*** INPUT MATERIAL ***

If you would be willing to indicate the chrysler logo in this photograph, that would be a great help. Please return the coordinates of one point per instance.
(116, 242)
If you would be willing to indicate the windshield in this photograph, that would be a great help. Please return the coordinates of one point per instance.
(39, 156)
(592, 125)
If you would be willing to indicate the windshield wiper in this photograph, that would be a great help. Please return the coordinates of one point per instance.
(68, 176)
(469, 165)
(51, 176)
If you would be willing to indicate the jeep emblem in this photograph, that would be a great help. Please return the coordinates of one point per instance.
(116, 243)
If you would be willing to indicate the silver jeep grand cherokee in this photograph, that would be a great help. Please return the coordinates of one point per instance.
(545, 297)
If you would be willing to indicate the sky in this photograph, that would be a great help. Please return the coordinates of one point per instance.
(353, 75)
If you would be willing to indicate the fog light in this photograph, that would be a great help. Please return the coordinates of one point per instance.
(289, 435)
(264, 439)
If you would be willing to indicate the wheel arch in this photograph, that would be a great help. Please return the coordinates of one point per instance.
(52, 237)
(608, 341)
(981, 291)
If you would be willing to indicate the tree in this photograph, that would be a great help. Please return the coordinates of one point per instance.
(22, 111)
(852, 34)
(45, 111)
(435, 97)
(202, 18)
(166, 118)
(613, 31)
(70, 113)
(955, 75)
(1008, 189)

***

- [TASK DESCRIPTION]
Print the records above in full, exactly.

- [RESPONSE]
If you would be willing to indicate the chrysler logo in this photograph, that would be a great help. Please return the coordinates of one point per instance.
(116, 242)
If you would be willing to indicate the windshield in this photograph, that would be a great help. Please return the coordinates of one point per instance.
(39, 156)
(592, 125)
If you would be willing to indicate the windshield wiper in this photograph, that would be a great help. Please return the coordinates of one point per instance.
(68, 176)
(469, 165)
(51, 176)
If you would be willing to indicate the jeep emblem in this photograph, that would be a great help. Please return the coordinates of one point per instance.
(116, 243)
If you would be willing to indicate the silver jeep grand cherokee in this photograph, that would be a great help. Please return the coordinates of one point per instance.
(545, 297)
If you would be willing to indicate the sky in this photograph, that would be a great help. Please return the coordinates of one point per instance.
(353, 75)
If you would be willing to indicate the fog light in this photograph, that would be a great help. Please return the coordinates of one point per instance.
(289, 435)
(264, 439)
If you would be willing to indicate the wheel arch in this photograph, that would be a great help. Please return the coordinates of one point per instance.
(52, 237)
(608, 341)
(981, 291)
If you would be willing to indicate the tree in this photograph, that would be a great help. Please return the coordinates of one point per instance.
(22, 111)
(852, 34)
(45, 111)
(435, 97)
(202, 18)
(166, 118)
(613, 31)
(70, 113)
(955, 75)
(1008, 189)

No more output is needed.